- Exercise goal
Rewrite all of the data below, changing every "Could you mark" to "Please mark" and keeping everything else the same. Leave the pictures out of your answer.

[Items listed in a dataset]
- - - - - - -

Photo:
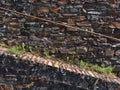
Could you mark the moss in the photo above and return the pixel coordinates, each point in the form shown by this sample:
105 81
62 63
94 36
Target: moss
17 49
96 68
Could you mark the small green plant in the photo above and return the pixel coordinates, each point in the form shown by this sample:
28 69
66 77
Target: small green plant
17 49
30 49
100 69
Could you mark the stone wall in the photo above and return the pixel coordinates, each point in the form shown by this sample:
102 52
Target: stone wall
96 15
23 74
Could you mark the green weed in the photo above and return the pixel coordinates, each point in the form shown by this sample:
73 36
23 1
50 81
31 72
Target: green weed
17 49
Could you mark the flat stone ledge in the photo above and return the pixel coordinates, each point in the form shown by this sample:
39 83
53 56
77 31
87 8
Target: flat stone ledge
65 66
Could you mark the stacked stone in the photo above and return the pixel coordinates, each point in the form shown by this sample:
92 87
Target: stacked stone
29 71
61 41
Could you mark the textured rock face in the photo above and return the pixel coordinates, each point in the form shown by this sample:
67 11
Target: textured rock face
98 16
6 87
25 74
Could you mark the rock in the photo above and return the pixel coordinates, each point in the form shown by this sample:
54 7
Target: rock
117 68
82 49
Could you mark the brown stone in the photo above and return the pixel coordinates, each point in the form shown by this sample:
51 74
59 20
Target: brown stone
6 20
71 21
117 68
6 87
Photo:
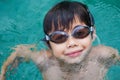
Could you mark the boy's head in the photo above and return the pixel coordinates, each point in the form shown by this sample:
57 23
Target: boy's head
62 15
68 26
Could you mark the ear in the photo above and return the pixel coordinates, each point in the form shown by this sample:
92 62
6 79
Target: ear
94 35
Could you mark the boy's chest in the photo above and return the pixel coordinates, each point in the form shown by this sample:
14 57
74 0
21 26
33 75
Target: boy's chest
92 71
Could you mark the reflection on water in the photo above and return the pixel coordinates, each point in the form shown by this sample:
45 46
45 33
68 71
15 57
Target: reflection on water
21 23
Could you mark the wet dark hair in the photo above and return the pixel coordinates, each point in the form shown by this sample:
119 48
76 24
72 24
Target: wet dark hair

- - - - - - -

- Written response
Photo:
Please mark the moss in the photo above and return the pixel coordinates, each point in the form shown by this sample:
105 81
62 63
94 36
Target: moss
17 49
96 68
Please mark the small green plant in the photo above and return the pixel coordinates, each point in the form shown by this sample:
28 69
66 77
Target: small green plant
17 49
30 49
100 69
Please mark the stone wall in the photo above and return the pixel coordinates, each point in the form shown by this sample:
102 52
Target: stone wall
96 15
23 74
Please mark the green weed in the photo above and return the pixel coordinates, each point in the form shown by this sample:
73 36
23 1
50 81
31 72
Target: green weed
17 49
Please mark the flat stone ledge in the photo above and return the pixel coordinates, each point in the form shown by this sample:
39 83
53 56
77 31
87 8
Target: flat stone ledge
65 66
Please mark the stacked stone in the photo above and return the pixel coordinates, each point in the form shown by this sample:
92 87
Target: stacked stone
29 71
61 41
Please mark the textured rock face in the photo above and return the pixel coordinates, each point in the form shown by this sample:
67 11
Target: textured rock face
98 16
6 87
25 74
Please mark the rock in the photo above and return the pixel coordinates, each point in the form shown by this sample:
54 7
Target: rock
117 68
82 49
Please mark the brown stone in the photo above and return the pixel coordinates, each point in the form shown by this sample:
51 74
59 20
Target: brown stone
6 20
71 21
117 68
6 87
Photo:
Please mark the boy's head in the photo above and return the pixel coordinates, each point in the form shown by this sample:
57 23
Target: boy's head
62 15
68 26
Please mark the ear in the photo above and return the pixel coordinates, each point in the form shown by this sample:
92 62
6 79
Target: ear
94 35
Please mark the boy's chest in the photo above and return the pixel coordinates, each point in the form shown by this sample:
14 57
74 0
21 26
33 75
Target: boy's chest
92 71
Please mark the reflection on water in the photo above and return the pixel coordinates, each point in the form shown by this sample:
45 46
45 33
68 71
15 57
Target: reflection on water
21 23
Please mark the wet dark hair in the photo above and return the pixel coordinates, each point in the form shown by this sample:
119 48
76 24
72 24
Target: wet dark hair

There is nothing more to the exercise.